## TEXTO APRESENTADO

--

Ver é uma fábula, disse Cao Guimarães. Ver é mais que tudo imaginar, pensa Cousins, já que as imagens fluem do cérebro para os olhos, e não o contrário. Ver é lidar com a memória. A um passo disso está o fetichismo do diretor, por exemplo, ao cultuar  um copo em que Jane Russell um dia tomou chá na sua casa, certo de que a lembrança e o objeto, juntos, lhe fazem “ver” de novo a cena. Ou discordando de Ray Charles, que agradecia por não precisar tolerar tanta coisa diante dos olhos.

O texto é muito bonito e poético, baseado no que Cousins escreveu em seu livro homônimo de 2017. O filme, portanto, é sua ilustração, precipitada pela cirurgia. Uma vida inteira de olhar para si e para o mundo. Nesse filme, Cousins nos obriga a olhar para ele durante boa parte do tempo, sem que nada no seu corpo ordinário nos encha os olhos. Mas podemos perceber que, além de saber olhar, ele nunca tira seus tênis, nem mesmo para operar o olho ou para boiar peladão num lago.

Cousins não se dá a ver em A História do Cinema: Uma Nova Geração (The Story of Film: A New Generation), mas sua voz sussurrada e pausada embala os 160 minutos do filme. Aqui ele se debruça sobre a produção de longas-metragens do século XXI (até 2020) para destacar o que acha que merece, em vários segmentos. Enfim, uma longa e cativante palestra ilustrada sobre inovações recentes.

Comédias, filmes de ação, musicais, terror, slow films (onde aparece a única citação de obra brasileira, Limite, como um precursor do slow cinema), filmes sobre corpos e sobre o cruzamento de limiares, documentários, filmes irrealistas… Cada segmento é uma seleção de cenas, nas quais o diretor contextualiza brevemente a trama, chama atenção para detalhes do plano, faz eventuais remissões ao passado e comenta as sensações provocadas pelo complexo audiovisual.

--

## MATERIAL COLETADO
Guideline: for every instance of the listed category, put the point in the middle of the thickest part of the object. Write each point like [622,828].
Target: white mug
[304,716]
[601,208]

--

## DESAFIOS
1. Transcreva o trecho do texto sobre os filmes de Cousins que começa em "O texto é muito" e vai até "peladão num lago.".
2. Dê continuidade ao texto sobre os filmes de Cousins a partir do ponto em que ele termina.
A listagem não tem nenhuma relação com o texto sobre os filmes de Cousins.

## RESULTADOS DO EXERCÍCIO
1.
O texto é muito bonito e poético, baseado no que Cousins escreveu em seu livro homônimo de 2017. O filme, portanto, é sua ilustração, precipitada pela cirurgia. Uma vida inteira de olhar para si e para o mundo. Nesse filme, Cousins nos obriga a olhar para ele durante boa parte do tempo, sem que nada no seu corpo ordinário nos encha os olhos. Mas podemos perceber que, além de saber olhar, ele nunca tira seus tênis, nem mesmo para operar o olho ou para boiar peladão num lago.

2.
Suas escolhas são às vezes idiossincráticas, mas não precisamos concordar com elas. Afinal, estamos sendo convidados a ver como ele vê. Em compensação, a curva do compasso de Cousins é bastante ampla, abrangendo filmes indianos, australianos, tunisianos, gregos, romenos, japoneses, chilenos, estoniano, ugandense, etc. Alguns relativamente obscuros, mas que ele torna interessantes pelo comentário. Sugiro aos cinéfilos levarem um caderninho para anotar as dicas.

De Leos Carax a Radu Jude, do Coringa a Parasita, de Lazzaro Felice aos documentários de Joshua Oppenheimer, são diversificados os exemplos do que o historiador acha que está “fazendo história” hoje. Por força da síntese – e Cousins se obriga a ilustrar toda a sua exposição com cenas dos filmes – a prioridade recai sobre momentos extravagantes, deixando de lado experimentações mais sutis.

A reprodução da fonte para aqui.